[Dataset records]
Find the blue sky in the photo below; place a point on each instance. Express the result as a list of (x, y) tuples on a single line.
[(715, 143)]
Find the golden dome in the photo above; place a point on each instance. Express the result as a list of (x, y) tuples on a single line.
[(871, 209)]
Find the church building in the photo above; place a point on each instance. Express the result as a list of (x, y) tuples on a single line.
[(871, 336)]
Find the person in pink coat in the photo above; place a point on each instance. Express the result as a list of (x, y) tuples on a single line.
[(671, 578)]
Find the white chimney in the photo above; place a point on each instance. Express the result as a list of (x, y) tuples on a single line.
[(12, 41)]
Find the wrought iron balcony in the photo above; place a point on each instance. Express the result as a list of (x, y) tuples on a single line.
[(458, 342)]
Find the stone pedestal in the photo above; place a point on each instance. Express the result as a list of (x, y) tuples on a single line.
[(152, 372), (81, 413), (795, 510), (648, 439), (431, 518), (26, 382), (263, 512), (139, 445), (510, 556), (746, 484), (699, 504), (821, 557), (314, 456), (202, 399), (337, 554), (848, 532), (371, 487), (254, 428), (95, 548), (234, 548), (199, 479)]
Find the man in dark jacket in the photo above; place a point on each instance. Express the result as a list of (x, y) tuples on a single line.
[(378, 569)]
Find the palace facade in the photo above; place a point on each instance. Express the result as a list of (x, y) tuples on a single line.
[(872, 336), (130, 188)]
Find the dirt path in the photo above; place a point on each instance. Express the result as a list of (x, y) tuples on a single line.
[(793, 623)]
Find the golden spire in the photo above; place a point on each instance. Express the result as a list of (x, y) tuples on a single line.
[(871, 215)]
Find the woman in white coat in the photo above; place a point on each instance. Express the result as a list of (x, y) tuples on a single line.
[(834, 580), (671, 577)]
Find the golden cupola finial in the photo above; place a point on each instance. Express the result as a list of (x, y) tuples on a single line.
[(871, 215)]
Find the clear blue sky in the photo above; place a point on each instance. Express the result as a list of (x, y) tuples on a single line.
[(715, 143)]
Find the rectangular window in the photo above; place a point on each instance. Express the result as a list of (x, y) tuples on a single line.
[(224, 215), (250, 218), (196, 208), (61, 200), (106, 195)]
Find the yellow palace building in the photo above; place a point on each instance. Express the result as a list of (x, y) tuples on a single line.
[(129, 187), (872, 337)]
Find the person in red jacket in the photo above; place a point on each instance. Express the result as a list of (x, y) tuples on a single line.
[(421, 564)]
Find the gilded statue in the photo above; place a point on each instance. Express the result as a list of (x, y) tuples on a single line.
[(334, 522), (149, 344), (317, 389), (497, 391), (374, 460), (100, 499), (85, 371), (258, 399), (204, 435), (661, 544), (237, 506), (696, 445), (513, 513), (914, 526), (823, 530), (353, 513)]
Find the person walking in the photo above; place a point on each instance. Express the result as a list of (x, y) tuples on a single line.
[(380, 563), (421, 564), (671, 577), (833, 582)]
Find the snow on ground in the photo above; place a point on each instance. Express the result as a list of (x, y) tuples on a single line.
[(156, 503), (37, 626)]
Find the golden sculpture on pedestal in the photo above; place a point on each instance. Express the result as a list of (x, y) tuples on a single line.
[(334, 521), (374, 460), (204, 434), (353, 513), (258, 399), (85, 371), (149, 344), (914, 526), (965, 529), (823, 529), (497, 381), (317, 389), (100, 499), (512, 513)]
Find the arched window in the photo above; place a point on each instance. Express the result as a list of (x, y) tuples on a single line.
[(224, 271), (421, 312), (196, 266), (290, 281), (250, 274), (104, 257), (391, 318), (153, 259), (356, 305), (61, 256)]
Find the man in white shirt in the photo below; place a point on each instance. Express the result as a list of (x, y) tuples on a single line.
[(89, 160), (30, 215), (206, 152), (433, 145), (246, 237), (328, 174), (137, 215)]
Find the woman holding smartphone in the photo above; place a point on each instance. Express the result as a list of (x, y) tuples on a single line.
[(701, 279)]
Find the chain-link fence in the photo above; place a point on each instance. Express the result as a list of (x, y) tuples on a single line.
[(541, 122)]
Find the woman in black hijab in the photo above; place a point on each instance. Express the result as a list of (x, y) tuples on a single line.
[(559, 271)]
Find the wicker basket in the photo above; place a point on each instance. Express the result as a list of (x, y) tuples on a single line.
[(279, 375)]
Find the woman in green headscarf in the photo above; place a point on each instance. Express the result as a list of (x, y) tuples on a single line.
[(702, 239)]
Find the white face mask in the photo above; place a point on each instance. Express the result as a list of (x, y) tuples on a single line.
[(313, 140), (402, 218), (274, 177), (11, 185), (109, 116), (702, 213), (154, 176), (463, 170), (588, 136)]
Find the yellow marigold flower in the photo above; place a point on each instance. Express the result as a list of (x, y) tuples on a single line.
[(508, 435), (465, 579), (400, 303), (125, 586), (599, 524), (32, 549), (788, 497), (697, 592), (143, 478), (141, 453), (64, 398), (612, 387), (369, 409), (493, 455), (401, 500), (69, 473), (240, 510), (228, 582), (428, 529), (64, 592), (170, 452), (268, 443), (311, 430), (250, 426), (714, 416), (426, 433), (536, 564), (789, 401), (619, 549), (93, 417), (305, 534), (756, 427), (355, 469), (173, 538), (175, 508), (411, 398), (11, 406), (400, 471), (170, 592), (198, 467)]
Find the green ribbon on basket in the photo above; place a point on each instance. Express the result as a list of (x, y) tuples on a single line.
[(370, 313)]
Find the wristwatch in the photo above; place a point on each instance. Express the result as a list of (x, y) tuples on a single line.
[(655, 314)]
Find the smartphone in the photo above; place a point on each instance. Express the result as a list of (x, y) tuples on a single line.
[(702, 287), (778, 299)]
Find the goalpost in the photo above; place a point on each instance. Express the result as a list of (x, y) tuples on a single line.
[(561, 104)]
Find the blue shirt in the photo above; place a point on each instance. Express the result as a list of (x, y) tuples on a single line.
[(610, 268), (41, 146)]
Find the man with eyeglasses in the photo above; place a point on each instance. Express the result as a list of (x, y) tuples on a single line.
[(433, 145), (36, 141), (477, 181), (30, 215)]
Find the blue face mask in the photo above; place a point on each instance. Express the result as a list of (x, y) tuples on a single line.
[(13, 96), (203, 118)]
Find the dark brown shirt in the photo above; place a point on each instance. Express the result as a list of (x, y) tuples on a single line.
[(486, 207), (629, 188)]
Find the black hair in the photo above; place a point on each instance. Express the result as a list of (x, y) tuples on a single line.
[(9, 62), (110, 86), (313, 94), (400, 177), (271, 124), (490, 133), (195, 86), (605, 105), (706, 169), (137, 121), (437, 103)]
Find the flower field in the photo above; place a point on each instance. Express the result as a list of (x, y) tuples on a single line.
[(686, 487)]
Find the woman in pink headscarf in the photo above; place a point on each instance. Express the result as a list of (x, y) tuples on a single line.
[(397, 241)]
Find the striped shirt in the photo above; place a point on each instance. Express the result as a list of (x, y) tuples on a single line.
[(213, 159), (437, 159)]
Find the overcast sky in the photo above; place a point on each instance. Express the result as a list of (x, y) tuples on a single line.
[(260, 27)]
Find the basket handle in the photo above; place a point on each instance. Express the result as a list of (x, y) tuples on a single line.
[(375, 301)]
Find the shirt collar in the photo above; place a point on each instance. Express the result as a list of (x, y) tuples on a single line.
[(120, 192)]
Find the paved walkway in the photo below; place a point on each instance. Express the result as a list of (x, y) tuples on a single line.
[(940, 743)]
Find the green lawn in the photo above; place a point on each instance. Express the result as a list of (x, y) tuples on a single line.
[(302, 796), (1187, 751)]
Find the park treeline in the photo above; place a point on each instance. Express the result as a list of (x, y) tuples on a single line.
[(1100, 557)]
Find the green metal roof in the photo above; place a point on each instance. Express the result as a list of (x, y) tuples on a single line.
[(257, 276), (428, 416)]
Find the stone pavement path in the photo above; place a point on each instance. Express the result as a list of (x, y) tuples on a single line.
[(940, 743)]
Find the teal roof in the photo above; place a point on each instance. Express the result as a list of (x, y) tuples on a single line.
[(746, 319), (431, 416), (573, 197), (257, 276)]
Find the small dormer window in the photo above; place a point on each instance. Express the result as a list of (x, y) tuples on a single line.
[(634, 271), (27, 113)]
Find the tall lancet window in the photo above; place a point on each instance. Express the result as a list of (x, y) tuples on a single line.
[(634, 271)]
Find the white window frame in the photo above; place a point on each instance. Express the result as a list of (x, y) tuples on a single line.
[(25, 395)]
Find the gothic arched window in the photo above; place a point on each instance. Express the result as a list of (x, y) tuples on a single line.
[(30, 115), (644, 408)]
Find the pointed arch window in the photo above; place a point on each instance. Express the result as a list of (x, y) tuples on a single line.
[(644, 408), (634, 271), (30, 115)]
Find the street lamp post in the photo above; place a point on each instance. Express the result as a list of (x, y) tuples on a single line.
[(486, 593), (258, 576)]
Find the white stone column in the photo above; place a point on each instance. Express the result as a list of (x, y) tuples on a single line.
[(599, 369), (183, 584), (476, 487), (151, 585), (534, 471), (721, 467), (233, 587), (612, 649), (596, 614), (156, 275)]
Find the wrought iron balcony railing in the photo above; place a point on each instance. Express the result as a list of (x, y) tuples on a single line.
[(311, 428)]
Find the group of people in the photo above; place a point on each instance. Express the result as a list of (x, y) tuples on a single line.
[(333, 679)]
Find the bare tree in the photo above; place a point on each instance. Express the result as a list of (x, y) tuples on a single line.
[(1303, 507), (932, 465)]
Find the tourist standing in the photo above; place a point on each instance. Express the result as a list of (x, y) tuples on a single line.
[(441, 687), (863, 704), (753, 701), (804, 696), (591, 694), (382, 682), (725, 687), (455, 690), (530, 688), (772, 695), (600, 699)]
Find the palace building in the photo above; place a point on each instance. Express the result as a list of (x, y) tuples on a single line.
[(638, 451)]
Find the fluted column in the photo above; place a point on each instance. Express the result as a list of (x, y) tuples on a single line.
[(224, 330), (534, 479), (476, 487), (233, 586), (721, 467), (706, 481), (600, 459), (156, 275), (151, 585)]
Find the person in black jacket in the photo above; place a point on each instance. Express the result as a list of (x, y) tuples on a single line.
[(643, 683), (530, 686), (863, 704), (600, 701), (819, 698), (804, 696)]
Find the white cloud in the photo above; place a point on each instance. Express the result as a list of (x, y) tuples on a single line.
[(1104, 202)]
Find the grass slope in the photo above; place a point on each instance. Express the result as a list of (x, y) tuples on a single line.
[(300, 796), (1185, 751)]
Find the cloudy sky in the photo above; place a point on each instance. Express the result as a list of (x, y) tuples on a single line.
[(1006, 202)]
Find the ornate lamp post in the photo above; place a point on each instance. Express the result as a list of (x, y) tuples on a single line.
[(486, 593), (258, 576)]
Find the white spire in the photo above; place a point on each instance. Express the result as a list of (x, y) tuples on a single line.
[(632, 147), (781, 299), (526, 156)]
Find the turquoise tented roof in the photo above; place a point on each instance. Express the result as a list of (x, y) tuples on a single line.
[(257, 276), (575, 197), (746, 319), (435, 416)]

Description of the task »
Begin with the line that contains "Find the tourist" and quote each line after it exactly, stopping after the last line of the data.

Answer for this exercise »
Find the tourist standing in the photo above; place a point on each instance. Express the result as a list of (x, y) tuples on a single line.
[(441, 687), (863, 704), (753, 701), (804, 696), (591, 694), (382, 682), (725, 687), (455, 690), (530, 688), (772, 695), (600, 699)]
Find the palace building in the photo above; place a point on each instance. Express the result as a list of (x, y) tuples on a single line.
[(638, 451)]
Find the fluted column in the photo above; place a point on each instance. Express the result as a list of (x, y) tuples on a single line.
[(224, 330), (534, 479), (476, 487), (233, 586), (721, 467), (706, 481), (600, 459), (156, 275), (151, 585)]
Find the person in black jacket in the photo above; place a point on each instance. Express the result as a list of (x, y) tuples on a single line.
[(643, 683), (530, 686), (863, 704), (600, 701), (819, 698), (804, 696)]
Find the white cloud in the photo above; place a point on each instance. Express the result as a list of (x, y) tuples on a single line.
[(1104, 202)]
Find the grass slope in the photo above; place a point on each instance. Express the result as a list of (x, y) tuples on a single line.
[(300, 796), (1185, 751)]
Find the cloudy sky in the photo above; place a point on each instance. Express the result as a list of (x, y) tuples on a single line.
[(1006, 202)]
Find the ornate lamp post in the photo above; place a point on each instance. Express the result as a list of (x, y) tuples on a single line.
[(486, 593), (258, 576)]
Find the white spire in the photo above; place a point on each instance. Express the result as a list of (x, y) tuples on a single line.
[(632, 147), (781, 299), (526, 156)]
Find the turquoise tented roof in the photo above; place a point on each instance. Express the result as a list of (x, y) tuples on a single line.
[(257, 276), (575, 197), (746, 319), (435, 416)]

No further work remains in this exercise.